• _SET EXERCISE 1_
Rewrite the part of the baseball cheaters article below starting with "Did Sammy Sosa" and going on through "from baseball history.", replacing "cheaters" with "rule breakers".

• _EXCERPT_
## START

Is Rafael Palmeiro a cheater?
Did Sammy Sosa or Mark McGwire cheat? (OK, we'll forgive Sammy's corked bat.)
We'll leave all steroid users and alleged steroid users off this list -- for now. Feel free to plug them in where you see fit. But here are 10 other cheaters from baseball history.
1. 1951 New York Giants
A few years ago the Giants admitted they had an elaborate sign-stealing system in place at the Polo Grounds in 1951. Did it help them erase the 13½-game lead the Dodgers had in August? Did Bobby Thomson know what Ralph Branca was throwing when he hit his "Shot heard around the world?" Those questions are unanswerable, even by Thomson, who exhibited Clintonesque qualities when questioned by the Wall Street Journal. "I'd have to say more no than yes," he said, then equivocated some more before finally saying that no, he didn't steal the sign for that pitch.
But there's no doubt that the Giants cheated. Coach Herman Franks would sit in the Giants clubhouse, conveniently located past center field, and use a telescope to read the catcher's signs. He'd then set off a bell or buzzer in the Giants bullpen that would identify the next pitch, and a relay man would signal it in to the hitter.
But here's the ironic part: after July 19, when the Giants began their 52-18 tear to win the pennant, they actually hit worse at home than before their tear: through July 19, they had an 814 OPS at the Polo Grounds; after, they had a 761 OPS (as reported by Rob Neyer in 2001). It was a pitching improvement that sparked the pennant comeback more than anything.

## END

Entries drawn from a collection
## START

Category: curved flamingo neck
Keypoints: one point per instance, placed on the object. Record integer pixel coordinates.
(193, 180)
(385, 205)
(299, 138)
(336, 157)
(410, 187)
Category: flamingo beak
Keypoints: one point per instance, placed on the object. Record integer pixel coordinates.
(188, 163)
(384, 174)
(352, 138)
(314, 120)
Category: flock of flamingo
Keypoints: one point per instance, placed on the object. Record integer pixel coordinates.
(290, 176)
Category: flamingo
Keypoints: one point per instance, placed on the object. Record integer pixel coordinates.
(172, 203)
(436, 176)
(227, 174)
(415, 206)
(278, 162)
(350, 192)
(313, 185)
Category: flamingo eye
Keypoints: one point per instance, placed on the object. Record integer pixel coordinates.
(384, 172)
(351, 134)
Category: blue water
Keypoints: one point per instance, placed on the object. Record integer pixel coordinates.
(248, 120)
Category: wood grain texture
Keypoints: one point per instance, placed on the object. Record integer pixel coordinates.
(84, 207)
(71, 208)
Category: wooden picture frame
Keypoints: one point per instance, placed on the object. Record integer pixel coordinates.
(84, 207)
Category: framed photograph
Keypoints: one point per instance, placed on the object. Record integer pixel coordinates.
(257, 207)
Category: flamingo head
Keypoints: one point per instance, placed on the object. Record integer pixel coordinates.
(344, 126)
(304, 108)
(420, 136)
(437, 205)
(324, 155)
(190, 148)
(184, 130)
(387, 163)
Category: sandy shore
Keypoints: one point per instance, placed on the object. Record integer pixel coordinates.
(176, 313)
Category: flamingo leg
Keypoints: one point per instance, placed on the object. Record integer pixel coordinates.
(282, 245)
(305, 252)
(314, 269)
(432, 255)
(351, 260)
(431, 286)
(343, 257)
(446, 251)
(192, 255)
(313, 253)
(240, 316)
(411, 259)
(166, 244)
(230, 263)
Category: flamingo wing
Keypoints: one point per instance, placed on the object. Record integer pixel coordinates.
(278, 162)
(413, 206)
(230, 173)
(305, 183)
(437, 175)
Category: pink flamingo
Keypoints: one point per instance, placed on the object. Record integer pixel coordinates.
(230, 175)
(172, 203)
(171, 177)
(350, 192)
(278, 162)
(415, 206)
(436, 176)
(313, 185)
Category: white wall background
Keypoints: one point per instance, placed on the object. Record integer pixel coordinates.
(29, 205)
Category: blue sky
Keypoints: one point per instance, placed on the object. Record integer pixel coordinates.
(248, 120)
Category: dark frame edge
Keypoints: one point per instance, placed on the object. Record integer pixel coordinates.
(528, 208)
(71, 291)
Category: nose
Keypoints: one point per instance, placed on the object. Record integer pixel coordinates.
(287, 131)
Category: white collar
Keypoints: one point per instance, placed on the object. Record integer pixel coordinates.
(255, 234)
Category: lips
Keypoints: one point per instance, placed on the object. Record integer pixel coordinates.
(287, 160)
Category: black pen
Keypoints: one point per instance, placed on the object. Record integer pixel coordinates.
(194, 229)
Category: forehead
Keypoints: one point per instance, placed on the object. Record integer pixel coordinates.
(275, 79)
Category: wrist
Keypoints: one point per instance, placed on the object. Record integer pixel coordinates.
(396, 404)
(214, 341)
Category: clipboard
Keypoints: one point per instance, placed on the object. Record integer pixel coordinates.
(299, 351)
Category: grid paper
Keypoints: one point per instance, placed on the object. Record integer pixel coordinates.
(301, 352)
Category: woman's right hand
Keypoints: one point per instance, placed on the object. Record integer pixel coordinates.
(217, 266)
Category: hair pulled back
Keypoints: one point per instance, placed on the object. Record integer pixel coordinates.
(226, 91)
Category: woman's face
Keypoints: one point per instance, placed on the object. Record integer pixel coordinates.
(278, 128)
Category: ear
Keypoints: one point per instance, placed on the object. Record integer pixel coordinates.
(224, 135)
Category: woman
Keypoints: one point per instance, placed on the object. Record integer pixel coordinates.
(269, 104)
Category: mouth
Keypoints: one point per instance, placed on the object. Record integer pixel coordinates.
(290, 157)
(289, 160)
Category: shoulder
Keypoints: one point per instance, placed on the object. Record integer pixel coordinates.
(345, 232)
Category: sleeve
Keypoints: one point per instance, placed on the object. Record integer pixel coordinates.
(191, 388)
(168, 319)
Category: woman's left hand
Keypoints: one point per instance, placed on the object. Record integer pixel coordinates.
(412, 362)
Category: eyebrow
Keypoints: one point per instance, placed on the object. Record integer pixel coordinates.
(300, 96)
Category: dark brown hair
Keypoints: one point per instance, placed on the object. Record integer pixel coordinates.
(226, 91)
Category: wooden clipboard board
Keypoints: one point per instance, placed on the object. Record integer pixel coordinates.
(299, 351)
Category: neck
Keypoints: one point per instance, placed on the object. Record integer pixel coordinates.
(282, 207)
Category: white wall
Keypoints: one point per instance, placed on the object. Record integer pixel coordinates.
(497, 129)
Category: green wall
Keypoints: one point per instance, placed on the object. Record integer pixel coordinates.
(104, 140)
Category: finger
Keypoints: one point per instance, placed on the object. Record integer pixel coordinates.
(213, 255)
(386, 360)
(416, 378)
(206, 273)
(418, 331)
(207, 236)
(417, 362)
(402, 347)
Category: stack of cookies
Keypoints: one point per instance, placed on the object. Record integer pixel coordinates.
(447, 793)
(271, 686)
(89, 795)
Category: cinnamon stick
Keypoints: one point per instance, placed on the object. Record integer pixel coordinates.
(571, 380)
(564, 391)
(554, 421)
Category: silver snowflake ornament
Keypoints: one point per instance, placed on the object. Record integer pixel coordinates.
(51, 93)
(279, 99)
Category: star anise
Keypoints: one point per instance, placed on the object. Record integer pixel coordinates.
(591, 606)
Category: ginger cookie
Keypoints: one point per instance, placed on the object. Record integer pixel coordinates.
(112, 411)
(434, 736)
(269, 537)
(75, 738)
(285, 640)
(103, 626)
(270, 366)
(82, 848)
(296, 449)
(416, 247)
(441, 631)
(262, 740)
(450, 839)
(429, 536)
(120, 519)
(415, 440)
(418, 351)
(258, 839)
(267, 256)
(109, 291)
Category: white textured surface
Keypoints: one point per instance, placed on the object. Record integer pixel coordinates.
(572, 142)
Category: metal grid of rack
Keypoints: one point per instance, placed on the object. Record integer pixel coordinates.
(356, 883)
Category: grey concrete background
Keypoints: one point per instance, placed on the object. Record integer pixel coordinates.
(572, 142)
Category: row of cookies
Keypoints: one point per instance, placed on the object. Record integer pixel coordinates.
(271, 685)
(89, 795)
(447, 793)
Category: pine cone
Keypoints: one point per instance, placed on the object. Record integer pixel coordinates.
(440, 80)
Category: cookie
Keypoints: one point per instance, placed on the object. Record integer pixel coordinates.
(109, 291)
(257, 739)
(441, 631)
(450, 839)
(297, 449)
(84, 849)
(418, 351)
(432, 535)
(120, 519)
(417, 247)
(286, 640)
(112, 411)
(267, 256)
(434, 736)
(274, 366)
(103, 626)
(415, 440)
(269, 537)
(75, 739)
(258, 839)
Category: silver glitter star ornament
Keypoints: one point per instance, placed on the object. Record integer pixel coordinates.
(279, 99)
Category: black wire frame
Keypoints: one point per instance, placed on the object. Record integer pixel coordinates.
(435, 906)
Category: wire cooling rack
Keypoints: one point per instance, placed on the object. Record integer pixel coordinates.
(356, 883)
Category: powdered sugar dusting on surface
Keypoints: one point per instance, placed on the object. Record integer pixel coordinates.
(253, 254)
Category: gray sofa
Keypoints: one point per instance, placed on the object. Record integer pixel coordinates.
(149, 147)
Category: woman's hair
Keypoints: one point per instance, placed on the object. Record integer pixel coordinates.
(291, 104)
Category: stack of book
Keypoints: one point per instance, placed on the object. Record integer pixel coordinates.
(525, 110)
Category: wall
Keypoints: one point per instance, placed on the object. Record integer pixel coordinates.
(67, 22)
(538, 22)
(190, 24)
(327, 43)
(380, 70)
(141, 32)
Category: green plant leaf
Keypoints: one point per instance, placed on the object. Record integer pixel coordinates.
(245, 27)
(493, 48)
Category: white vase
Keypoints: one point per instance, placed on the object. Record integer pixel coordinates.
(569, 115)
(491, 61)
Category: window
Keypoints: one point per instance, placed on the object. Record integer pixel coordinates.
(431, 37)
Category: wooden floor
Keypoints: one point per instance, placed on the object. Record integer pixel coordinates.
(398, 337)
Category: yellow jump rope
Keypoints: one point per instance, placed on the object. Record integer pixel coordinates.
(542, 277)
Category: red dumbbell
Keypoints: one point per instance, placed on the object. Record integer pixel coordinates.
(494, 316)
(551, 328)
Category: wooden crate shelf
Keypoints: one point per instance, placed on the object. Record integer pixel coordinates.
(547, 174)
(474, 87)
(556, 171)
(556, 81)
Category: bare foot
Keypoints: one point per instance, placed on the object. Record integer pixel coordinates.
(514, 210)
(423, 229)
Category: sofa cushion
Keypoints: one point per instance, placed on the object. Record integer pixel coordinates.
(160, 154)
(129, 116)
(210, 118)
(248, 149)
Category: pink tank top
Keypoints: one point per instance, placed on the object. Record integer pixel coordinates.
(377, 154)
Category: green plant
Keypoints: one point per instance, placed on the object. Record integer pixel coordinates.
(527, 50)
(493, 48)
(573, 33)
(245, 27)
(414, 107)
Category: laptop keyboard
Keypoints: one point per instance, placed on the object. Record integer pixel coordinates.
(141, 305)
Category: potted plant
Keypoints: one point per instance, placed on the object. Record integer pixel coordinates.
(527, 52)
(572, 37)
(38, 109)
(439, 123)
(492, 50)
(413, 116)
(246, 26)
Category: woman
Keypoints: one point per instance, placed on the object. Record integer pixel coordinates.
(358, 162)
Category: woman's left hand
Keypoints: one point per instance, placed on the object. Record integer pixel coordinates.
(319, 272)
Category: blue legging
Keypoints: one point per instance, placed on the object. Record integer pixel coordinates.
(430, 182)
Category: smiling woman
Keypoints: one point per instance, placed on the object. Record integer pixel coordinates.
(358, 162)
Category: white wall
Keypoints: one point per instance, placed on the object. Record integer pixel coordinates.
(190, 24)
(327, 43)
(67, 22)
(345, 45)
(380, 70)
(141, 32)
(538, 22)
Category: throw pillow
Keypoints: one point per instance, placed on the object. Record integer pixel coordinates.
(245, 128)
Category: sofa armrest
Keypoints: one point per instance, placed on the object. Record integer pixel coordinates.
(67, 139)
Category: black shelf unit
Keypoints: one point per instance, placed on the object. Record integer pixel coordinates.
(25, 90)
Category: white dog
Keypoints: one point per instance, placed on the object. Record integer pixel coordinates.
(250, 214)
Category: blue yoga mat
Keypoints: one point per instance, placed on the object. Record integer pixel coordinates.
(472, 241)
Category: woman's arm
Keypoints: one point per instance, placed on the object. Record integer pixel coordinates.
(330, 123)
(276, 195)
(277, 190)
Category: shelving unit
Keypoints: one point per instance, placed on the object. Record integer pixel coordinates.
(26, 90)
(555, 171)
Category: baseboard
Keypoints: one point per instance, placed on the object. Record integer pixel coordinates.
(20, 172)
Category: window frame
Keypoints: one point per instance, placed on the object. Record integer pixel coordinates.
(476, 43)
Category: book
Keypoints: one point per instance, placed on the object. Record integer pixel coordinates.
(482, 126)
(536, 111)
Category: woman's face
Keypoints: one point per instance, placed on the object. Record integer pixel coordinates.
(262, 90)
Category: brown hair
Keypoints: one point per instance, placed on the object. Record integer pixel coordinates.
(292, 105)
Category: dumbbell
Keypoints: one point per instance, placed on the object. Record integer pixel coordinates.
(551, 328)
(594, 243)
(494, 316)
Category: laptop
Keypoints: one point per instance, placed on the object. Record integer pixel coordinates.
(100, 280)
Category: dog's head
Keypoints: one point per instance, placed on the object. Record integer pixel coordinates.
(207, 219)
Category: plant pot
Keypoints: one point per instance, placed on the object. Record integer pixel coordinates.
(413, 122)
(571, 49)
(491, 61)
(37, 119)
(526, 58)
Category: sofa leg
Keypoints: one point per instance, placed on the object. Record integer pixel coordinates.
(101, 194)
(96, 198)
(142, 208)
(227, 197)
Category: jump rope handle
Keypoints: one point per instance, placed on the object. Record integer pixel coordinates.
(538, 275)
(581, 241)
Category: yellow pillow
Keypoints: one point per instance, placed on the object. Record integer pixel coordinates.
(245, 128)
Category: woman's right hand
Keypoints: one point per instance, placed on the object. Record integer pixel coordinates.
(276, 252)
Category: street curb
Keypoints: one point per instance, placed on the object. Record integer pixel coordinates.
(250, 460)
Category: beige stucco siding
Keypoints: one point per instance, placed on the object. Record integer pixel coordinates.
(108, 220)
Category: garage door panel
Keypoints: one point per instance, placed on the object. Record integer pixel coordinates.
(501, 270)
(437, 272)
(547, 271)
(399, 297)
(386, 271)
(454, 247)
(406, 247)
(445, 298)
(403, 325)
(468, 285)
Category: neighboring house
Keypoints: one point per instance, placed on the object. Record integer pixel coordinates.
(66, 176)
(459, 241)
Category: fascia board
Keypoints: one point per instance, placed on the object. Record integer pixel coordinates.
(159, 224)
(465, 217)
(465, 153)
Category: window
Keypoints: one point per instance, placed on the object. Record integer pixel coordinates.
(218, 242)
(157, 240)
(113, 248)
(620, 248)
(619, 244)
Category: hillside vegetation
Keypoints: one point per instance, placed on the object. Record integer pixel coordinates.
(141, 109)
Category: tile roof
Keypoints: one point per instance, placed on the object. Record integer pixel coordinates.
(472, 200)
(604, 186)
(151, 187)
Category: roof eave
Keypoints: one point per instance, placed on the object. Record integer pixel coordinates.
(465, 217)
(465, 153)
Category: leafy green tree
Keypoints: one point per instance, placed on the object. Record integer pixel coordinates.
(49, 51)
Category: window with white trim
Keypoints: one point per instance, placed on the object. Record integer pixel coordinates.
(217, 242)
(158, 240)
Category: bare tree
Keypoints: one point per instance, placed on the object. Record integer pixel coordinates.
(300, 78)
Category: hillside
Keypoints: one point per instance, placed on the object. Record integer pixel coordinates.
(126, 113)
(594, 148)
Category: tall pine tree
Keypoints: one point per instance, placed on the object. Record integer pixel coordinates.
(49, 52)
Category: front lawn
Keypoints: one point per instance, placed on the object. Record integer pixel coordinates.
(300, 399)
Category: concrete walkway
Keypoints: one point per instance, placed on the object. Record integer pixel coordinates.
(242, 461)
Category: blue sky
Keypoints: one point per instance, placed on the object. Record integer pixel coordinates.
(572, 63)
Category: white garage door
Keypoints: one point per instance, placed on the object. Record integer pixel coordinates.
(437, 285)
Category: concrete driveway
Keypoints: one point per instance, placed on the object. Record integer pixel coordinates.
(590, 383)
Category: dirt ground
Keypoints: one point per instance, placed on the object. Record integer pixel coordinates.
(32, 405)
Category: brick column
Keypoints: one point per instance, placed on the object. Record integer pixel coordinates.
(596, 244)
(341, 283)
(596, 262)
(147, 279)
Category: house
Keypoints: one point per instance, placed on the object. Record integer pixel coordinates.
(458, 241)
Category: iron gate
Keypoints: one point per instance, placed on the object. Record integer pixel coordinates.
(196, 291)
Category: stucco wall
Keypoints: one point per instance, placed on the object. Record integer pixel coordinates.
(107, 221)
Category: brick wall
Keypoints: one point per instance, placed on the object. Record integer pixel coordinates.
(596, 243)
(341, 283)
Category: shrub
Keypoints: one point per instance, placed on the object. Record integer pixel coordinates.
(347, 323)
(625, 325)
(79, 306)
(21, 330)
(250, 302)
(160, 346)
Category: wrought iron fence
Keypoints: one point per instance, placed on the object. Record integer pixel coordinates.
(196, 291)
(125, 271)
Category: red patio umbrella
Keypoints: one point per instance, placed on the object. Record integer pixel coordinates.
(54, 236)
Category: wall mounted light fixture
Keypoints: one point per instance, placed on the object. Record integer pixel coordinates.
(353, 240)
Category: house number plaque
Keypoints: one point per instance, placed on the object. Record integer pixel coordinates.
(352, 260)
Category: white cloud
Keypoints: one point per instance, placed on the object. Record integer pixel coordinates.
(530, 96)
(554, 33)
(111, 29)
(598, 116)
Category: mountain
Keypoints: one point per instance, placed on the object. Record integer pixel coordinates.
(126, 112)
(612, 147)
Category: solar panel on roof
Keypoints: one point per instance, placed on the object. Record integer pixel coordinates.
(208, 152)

## END

• _SET EXERCISE 2_
Find every line of the records above that contains the string "green" and copy each such line. Case counts.

• _FULL OUTPUT 1_
Did Sammy Sosa or Mark McGwire cheat? (OK, we'll forgive Sammy's corked bat.)
We'll leave all steroid users and alleged steroid users off this list -- for now. Feel free to plug them in where you see fit. But here are 10 other rule breakers from baseball history.

• _FULL OUTPUT 2_
Category: green wall
Category: green plant leaf
Category: green plant
Category: leafy green tree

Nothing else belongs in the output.